_Quoted passage_
========================

SECTION 2.22 Material Contracts. Except as would not, individually or in the aggregate, reasonably be expected to have a Material Adverse Effect, each Material Contract that shall survive the Bankruptcy Cases is valid and binding on the Company or any of its Subsidiaries, as applicable, and, to the Knowledge of the Company, on each other Person party thereto, and is in full force and effect. Other than as a result of the commencement of the Bankruptcy Cases, each of the Company and its Subsidiaries has performed, in all material respects, all obligations required to be performed by it under each Material Contract that shall survive the Bankruptcy Cases, except, in each case, as would not, individually or in the aggregate, reasonably be expected to have a Material Adverse Effect. Other than those caused as a result of the filing of the Bankruptcy Cases, neither the Company nor any of its Significant Subsidiaries is in breach or default of any Material Contract to which it is a party and which shall survive the Bankruptcy Cases, except, in each case, as would not reasonably be expected to have, individually or in the aggregate, a Material Adverse Effect. The Company has made available to Purchaser true, accurate and complete copies of the Material Contracts as of March 31, 2010, except for those Material Contracts available to the public on the website maintained by the SEC. To the Knowledge of the Company, no party to any Material Contract that shall survive the Bankruptcy Cases has given written notice of any action to terminate, cancel, rescind or procure a judicial reformation of such Material Contract or any material provision thereof, which termination, cancellation, rescission or reformation would reasonably be expected to have, individually or in the aggregate, a Material Adverse Effect. For the avoidance of doubt, Material Contracts do not include intercompany contracts.
SECTION 2.23 No Other Representations or Warranties. Except for the representations and warranties made by the Company in this ARTICLE II, neither the Company nor any other Person makes any representation or warranty with respect to the Company or its Subsidiaries or their respective business, operations, assets, liabilities, condition (financial or otherwise) or prospects, notwithstanding the delivery or disclosure to Purchaser or any of its Affiliates or their
respective representatives of any documentation, forecasts or other information with respect to any one or more of the foregoing.
ARTICLE III
REPRESENTATIONS AND WARRANTIES OF PURCHASER
Purchaser represents and warrants to the Company as set forth below:
SECTION 3.1 Organization. Purchaser is a public pension plan and entity of the State of Texas, with the requisite power and authority under the Laws of the State of Texas to undertake and effectuate the transactions contemplated by this Agreement.
SECTION 3.2 Power and Authority. Purchaser has the requisite power and authority under the Laws of the State of Texas to enter into, execute and deliver this Agreement and to perform its obligations hereunder and has taken all necessary action required for the due authorization, execution, delivery and performance by it of this Agreement.
SECTION 3.3 Execution and Delivery. This Agreement has been duly and validly executed and delivered by Purchaser and constitutes its valid and binding obligation, enforceable against Purchaser in accordance with its terms, except as such enforceability may be limited by (i) applicable bankruptcy, insolvency, fraudulent conveyance or similar laws affecting the enforcement of creditors’ rights generally and subject to general principles of equity, including principles of commercial reasonableness, good faith and fair dealing (regardless of whether enforcement is sought in a proceeding of law or in equity), and (ii) Texas Law applicable to Purchaser as an entity of the State of Texas.

========================

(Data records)
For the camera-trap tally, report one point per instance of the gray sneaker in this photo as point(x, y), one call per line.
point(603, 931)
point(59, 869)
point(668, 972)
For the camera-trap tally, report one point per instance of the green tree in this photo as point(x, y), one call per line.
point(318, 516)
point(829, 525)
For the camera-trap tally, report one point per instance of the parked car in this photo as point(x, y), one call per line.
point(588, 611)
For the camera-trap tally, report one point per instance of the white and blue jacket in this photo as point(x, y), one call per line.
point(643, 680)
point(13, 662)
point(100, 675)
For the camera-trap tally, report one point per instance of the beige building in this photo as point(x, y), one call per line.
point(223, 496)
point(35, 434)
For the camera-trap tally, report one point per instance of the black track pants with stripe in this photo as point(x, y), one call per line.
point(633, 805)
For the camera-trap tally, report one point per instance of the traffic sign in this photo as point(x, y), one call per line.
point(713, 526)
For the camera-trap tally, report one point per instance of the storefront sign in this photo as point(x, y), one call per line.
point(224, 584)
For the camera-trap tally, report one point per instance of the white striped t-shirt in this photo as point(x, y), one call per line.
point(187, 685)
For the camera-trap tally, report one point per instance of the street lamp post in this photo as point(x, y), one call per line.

========================

_Required task 1_
In the agreement excerpt, what kind of entity is Purchaser described as being?
_Required task 2_
Pick up the agreement excerpt after its final sentence and keep writing it.
The items come from a separate source unrelated to the agreement excerpt.

_Exercise output 1_
A public pension plan and entity of the State of Texas.

_Exercise output 2_
SECTION 3.4 No Conflict. The execution and delivery of this Agreement and the performance by Purchaser of its obligations hereunder and compliance by Purchaser with all of the provisions hereof and the consummation of the transactions contemplated herein (i) shall not conflict with, or result in a breach or violation of, any of the terms or provisions of, or constitute a default under, or result in the acceleration of, or the creation of any lien under, or give rise to any termination right under, any material contract to which Purchaser is a party, (ii) shall not result in any violation or breach of any provisions of the organizational documents of Purchaser and (iii) shall not conflict with or result in any violation of, or any termination or material impairment of any rights under, any statute or any license, authorization, injunction, judgment, order, decree, rule or regulation of any court or governmental agency or body having jurisdiction over Purchaser or Purchaser’s properties or assets, except with respect to each of (i), (ii) and (iii), such conflicts, violations or defaults as would not be reasonably expected to have a material adverse effect on the ability of Purchaser to consummate the transactions contemplated hereunder.
SECTION 3.5 Consents and Approvals. No consent, approval, order, authorization, registration or qualification of or with any Governmental Entity having jurisdiction over Purchaser is required in connection with the execution and delivery by Purchaser of this Agreement or the consummation of the transactions contemplated hereby, except such consents, approvals, orders, authorizations, registration or qualification as would not reasonably be
expected to materially and adversely affect the ability of Purchaser to perform its obligations under this Agreement or which have already been obtained.
SECTION 3.6 Compliance with Laws. Since the date of its formation, Purchaser has been in compliance with all Laws applicable to Purchaser, except, in each case, for such non-compliance as would not reasonably be expected to materially and adversely affect the ability of Purchaser to perform its obligations under this Agreement.
SECTION 3.7 Legal Proceedings. There are no legal, governmental or regulatory investigations, actions, suits or proceedings pending or, to the knowledge of Purchaser, threatened against Purchaser which, individually or in the aggregate, if determined adversely to Purchaser, would materially and adversely affect the ability of Purchaser to perform its obligations under this Agreement.
SECTION 3.8 No Broker’s Fees. Purchaser is not party to any contract, agreement or understanding with any Person that would give rise to a valid claim against the Company for an investment banking fee, commission, finder’s fee or like payment in connection with the transactions contemplated by this Agreement.
SECTION 3.9 Sophistication. Purchaser is, as of the date hereof and shall be as of the Effective Date, an “accredited investor” within the meaning of Rule 501(a) under the Securities Act. Purchaser understands and is able to bear any economic risks associated with the investments contemplated by this Agreement (including, without limitation, the necessity of holding the Shares for an indefinite period of time).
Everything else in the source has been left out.